## PASSAGE SHOWN:
▬▬▬
Facing soaring levels of opioid deaths since the pandemic began in 2020, the Canadian government announced Tuesday it would temporarily decriminalize the possession of small amounts of illegal drugs, including cocaine and methamphetamines, in the western province of British Columbia that has been ground zero for the country’s overdoses.

The exemption, granted on Tuesday by Health Canada, the country’s drug regulator, will allow drug users to carry up to 2.5 grams total of four listed substances for personal use — opioids, cocaine, methamphetamines, and MDMA, also known as Ecstasy or Molly.

People over the age of 18 found carrying these drugs, at the prescribed amounts and for their personal use, will not be charged, arrested, or have their drugs seized by the police. Instead, interactions with officers will be used as an opportunity to, if the person wishes, be referred to local health and social services.
▬▬▬
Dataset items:
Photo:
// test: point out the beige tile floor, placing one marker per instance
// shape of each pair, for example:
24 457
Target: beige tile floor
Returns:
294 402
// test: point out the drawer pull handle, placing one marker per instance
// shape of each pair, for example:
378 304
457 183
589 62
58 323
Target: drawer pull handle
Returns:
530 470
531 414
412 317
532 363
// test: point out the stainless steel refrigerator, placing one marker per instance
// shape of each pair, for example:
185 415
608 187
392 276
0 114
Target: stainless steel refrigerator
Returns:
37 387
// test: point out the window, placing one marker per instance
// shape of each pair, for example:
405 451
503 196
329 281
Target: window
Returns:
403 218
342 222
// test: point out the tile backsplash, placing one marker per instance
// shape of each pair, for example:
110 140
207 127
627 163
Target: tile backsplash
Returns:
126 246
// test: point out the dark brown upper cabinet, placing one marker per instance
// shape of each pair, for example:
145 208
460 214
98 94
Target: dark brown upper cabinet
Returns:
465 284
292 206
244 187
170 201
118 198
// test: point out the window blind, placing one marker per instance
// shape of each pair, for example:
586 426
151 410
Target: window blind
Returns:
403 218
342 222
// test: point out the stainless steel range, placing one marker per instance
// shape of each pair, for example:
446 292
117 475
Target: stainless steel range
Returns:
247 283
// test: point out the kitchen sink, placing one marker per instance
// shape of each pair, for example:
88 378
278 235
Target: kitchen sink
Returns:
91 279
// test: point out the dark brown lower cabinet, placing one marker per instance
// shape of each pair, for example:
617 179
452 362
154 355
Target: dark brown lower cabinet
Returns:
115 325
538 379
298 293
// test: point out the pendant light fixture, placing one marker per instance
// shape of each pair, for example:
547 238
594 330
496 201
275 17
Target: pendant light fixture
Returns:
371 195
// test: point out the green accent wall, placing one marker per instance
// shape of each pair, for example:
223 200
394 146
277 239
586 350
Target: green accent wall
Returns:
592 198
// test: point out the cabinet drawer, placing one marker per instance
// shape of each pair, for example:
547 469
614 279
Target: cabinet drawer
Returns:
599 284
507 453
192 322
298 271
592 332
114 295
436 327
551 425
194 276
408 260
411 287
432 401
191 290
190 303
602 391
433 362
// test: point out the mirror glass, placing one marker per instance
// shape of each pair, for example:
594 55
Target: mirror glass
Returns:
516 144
▬▬▬
Please carry on the news passage about British Columbia's decriminalization of small amounts of drugs, starting after its last sentence. The material above isn't needed for this.

The exemption will go into effect on Jan. 31, 2023, and will expire after three years.

Opioid deaths in Canada are skyrocketing, no place more than British Columbia, where over 2,200 people died due to suspected illicit-drug overdoses last year — a somber record for the province of 5 million people, which declared drug-related deaths a public health emergency in 2016.

The exemption will not apply in certain settings, including airports, schools, child care centers, aboard Coast Guard vessels or helicopters, or for military members.